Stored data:
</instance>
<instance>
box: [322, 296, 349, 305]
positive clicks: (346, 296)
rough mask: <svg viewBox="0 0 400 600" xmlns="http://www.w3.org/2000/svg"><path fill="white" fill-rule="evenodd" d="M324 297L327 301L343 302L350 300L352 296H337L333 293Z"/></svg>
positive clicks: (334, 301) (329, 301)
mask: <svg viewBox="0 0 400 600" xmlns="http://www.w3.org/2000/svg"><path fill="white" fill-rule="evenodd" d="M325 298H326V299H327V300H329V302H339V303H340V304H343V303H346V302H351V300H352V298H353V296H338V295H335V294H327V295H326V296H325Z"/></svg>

● To-do item: Reproduce the listing above line for line, with no changes.

● Written answer:
</instance>
<instance>
box: [322, 296, 349, 305]
positive clicks: (346, 296)
rough mask: <svg viewBox="0 0 400 600" xmlns="http://www.w3.org/2000/svg"><path fill="white" fill-rule="evenodd" d="M324 297L327 301L343 302L350 300L352 296H337L333 293Z"/></svg>
positive clicks: (334, 301) (329, 301)
mask: <svg viewBox="0 0 400 600" xmlns="http://www.w3.org/2000/svg"><path fill="white" fill-rule="evenodd" d="M325 298H326V299H327V300H329V302H339V303H340V304H343V303H346V302H351V300H352V298H353V296H338V295H335V294H327V295H326V296H325Z"/></svg>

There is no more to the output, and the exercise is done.